-- TEXT EXCERPT follows --

What happened to father Abraham happened because of his sons, yet to be born. Not three generations would pass before  grandson Jacob and great-grandsons Joseph and his eleven brothers would all wind up in Egypt because of a famine. In time, they too would get in hot water with Pharaoh. God would send plagues – ten of them. Finally, the king would knuckle under divine pressure and let God’s people go, but not before Egypt emptied their wallets again as Israel left Egypt freed from slavery. So there go the Israelites – protected by grace, enriched by Egypt, and blessed by God – finally homeward bound, where God had left the light on for them as well. Second verse same as the first.

 

But still the song goes on. For who is Abraham and who are the Israelites but those who blazed the path we now tread? For no matter what city and state are inscribed on your birth certificate, the truth is, we are all conceived and born in Egypt – a far worse Egypt than Abraham entered, ruled by a far worse tyrant than Pharaoh, under a slavery far, far worse than that suffered by Israel.

-- TEXT EXCERPT concluded --
-- PROVIDED DATA follows --

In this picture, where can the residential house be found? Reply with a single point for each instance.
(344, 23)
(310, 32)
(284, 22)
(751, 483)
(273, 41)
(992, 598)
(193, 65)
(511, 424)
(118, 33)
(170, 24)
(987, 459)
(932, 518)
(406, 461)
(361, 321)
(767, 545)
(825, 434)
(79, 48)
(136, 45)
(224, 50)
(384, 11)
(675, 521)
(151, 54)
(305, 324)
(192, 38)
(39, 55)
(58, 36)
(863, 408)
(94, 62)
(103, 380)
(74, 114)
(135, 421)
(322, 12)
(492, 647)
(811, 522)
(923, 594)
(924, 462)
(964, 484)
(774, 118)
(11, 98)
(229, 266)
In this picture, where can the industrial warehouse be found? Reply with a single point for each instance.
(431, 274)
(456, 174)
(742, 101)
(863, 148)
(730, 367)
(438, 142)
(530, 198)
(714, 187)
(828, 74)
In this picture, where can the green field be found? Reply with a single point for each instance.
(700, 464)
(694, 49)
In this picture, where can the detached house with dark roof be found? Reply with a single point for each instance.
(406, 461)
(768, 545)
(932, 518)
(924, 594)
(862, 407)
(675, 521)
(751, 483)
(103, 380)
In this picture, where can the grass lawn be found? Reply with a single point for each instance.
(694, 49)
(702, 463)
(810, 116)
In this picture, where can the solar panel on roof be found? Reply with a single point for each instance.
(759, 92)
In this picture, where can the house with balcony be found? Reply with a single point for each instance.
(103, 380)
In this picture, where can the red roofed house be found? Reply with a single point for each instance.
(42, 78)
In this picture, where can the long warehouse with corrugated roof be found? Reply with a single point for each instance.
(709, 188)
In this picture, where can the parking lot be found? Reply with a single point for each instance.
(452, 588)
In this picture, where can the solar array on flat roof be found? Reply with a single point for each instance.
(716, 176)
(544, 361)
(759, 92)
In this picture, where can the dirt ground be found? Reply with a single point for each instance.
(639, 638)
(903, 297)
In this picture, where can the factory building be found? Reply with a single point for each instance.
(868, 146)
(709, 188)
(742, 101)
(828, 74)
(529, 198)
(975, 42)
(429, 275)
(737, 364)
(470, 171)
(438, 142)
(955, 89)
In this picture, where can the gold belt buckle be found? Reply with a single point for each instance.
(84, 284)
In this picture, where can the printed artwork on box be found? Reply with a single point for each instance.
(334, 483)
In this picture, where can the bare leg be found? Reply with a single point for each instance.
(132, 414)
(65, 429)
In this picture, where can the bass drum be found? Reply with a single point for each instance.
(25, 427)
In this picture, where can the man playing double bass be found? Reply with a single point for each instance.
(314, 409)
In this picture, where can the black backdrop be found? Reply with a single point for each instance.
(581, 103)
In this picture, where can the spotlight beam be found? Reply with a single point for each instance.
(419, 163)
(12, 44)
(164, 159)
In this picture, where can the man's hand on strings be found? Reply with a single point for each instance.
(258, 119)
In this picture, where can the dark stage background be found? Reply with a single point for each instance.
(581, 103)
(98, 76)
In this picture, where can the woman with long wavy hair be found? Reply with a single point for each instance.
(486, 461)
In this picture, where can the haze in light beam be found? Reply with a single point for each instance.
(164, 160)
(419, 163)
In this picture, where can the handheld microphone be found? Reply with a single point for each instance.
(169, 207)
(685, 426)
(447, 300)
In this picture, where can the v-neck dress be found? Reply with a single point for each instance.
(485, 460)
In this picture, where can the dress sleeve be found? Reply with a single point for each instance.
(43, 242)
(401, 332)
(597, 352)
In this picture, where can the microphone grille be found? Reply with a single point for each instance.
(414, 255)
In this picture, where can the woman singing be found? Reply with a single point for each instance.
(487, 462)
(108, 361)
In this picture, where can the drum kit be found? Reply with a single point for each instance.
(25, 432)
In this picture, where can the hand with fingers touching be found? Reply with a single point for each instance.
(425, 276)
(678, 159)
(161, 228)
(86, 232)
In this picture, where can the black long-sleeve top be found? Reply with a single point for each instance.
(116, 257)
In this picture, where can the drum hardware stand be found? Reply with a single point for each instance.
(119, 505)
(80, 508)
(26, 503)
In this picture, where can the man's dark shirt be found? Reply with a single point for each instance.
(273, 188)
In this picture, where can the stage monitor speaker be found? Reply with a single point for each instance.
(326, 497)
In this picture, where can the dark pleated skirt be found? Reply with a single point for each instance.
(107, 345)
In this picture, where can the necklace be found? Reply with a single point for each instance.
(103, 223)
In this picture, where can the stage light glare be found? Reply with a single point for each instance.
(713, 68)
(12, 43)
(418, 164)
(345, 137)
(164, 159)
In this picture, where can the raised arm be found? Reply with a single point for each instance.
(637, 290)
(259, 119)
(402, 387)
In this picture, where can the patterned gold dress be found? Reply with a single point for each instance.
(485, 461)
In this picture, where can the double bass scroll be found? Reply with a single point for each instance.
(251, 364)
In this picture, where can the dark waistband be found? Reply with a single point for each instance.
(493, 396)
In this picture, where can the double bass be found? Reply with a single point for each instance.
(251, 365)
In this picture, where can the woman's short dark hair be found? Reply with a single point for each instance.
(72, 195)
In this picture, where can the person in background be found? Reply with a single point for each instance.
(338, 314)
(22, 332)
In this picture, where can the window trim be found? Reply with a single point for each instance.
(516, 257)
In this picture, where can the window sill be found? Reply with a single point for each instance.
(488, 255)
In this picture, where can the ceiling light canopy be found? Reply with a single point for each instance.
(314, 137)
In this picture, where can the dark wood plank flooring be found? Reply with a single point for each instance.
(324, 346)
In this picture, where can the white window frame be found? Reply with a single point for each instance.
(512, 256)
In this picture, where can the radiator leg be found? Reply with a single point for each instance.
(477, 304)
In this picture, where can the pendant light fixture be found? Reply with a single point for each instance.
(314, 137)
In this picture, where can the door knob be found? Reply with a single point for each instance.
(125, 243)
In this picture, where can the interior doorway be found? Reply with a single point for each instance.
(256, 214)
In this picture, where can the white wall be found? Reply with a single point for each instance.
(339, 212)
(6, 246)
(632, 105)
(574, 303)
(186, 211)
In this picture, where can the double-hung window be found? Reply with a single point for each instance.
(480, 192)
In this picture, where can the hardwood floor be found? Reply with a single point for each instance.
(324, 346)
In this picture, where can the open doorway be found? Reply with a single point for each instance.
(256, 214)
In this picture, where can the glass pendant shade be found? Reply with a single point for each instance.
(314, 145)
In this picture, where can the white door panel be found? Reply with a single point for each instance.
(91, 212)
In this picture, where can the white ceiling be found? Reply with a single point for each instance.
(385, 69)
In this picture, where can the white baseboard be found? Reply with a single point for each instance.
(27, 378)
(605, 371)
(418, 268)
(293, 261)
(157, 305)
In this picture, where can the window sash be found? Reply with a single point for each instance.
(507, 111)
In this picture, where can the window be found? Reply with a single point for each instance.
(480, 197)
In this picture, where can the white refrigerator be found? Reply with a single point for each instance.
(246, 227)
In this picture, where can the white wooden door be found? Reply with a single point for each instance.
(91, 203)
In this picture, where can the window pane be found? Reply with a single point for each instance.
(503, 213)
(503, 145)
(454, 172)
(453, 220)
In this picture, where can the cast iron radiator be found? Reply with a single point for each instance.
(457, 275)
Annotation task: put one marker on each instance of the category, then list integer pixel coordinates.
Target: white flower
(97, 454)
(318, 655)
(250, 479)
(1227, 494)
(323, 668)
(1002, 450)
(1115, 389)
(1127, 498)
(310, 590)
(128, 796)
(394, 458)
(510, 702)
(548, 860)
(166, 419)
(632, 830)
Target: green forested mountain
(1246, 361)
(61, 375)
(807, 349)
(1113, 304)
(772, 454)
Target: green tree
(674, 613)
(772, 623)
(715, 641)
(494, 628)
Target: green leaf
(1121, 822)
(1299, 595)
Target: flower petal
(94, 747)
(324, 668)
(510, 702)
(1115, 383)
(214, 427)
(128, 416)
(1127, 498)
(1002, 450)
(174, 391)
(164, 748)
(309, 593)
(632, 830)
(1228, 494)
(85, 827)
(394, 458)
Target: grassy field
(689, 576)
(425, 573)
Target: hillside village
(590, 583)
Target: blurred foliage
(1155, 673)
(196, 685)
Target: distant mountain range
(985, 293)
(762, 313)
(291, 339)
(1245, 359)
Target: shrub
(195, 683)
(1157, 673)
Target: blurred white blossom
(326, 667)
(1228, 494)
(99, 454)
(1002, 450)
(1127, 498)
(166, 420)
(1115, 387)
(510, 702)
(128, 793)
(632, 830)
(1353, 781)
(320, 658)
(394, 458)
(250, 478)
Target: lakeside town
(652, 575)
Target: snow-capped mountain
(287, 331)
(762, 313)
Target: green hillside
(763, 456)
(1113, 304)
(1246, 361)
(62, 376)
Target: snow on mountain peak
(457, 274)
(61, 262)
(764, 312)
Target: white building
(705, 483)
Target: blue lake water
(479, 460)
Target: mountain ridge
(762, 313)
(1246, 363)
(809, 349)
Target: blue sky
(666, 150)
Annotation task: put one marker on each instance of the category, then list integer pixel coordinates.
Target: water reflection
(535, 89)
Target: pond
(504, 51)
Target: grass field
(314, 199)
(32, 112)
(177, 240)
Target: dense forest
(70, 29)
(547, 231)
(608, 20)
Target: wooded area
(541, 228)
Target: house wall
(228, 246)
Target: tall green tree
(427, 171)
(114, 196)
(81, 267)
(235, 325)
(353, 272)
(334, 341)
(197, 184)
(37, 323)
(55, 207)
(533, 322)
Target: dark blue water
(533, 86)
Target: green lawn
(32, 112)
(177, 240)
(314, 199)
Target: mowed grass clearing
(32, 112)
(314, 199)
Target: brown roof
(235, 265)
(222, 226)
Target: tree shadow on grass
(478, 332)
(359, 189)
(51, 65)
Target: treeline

-- PROVIDED DATA concluded --

[INSTRUCTIONS]:
• 1. According to the passage on Abraham and Egypt, what caused Jacob and his sons to end up in Egypt?
• 2. Continue the passage on Abraham and Egypt from its final sentence.

[ANSWERS PER TASK]:
• 1. A famine.

• 2.
For what is Egypt but a picture of the land of the shadow of death, the country called sin? And who is Pharaoh but the devil’s puppet? He is like the serpent in Eden, the outward mask of the inward demon, who rules the land of sin with a rod of iron forged in the flames of Hades. And what is the slavery suffered in Egypt of old but the image of the shackles that bind man and woman, infants and elderly-the servitude to sin that leads to the grave and plunges into the lake of fire?

 

God calls us sons and daughters of Abraham to repentance. Far worse than being born in the land of sin, we keep returning to it. Worse than the fact that we were enslaved to sin, we have so often preferred the chains and shackles, enjoying our servitude to lust, greed, power, wealth, and whatever other poisonous weeds that grow so well in Egypt’s soil. God calls us to leave the devil’s harem and flee into the arms of our heavenly Bridegroom. To wash Pharaoh’s stench from our flesh in the holy waters of repentance and forgiveness. Come to your true home; to Zion, the city of the living God, to the promised land of Jesus. Come home, for God has left the light of his grace shine on for you, shining in the face of him who is Light of light. 

 

Abraham’s story is Israel’s story, and Israel’s story is the story of Jesus, and the story of Jesus is the story of your salvation. In his wonderous grace, God protected Sarah from Pharaoh, that Jesus might be born for you. From Abraham’s seed came Isaac through the womb of Sarah; from Isaac’s seed came Jacob through the womb of Rebekah; from Jacob’s seed came Judah through the womb of Leah; and finally, from no man’s seed, but conceived by the Holy Spirit, the promised Seed himself came through the womb of the Virgin Mary. He for you, to make you sons and daughters of Abraham by faith.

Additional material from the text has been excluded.